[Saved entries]
= = =

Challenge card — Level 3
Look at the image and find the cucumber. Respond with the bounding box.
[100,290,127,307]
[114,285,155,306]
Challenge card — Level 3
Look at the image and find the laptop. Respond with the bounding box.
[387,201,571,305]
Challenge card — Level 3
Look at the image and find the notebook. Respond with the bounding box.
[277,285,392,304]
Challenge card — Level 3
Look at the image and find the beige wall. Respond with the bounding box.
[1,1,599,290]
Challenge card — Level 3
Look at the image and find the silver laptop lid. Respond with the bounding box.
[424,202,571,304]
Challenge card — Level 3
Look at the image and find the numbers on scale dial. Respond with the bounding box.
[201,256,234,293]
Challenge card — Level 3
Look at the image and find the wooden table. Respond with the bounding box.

= = =

> **What is being asked**
What's needed is a word-for-word restatement of all the entries.

> **The answer**
Challenge card — Level 3
Look at the image and find the cucumber. Respond with the bounding box.
[100,290,127,307]
[114,285,155,306]
Challenge card — Level 3
Look at the image and find the laptop. Respond with the bounding box.
[387,201,571,305]
Challenge card — Level 3
Look at the image and find the notebook. Respond with the bounding box.
[277,285,392,304]
Challenge card — Level 3
Look at the image and find the beige wall. Respond with the bounding box.
[1,1,599,290]
Challenge card — Level 3
Look at the image and find the silver laptop lid. Respond with the bounding box.
[424,202,571,304]
Challenge card — Level 3
Look at the image and find the numbers on scale dial. Respond with the bounding box.
[201,256,234,293]
Challenge card — Level 3
Look at the image and find the wooden table. Respond with the bounding box.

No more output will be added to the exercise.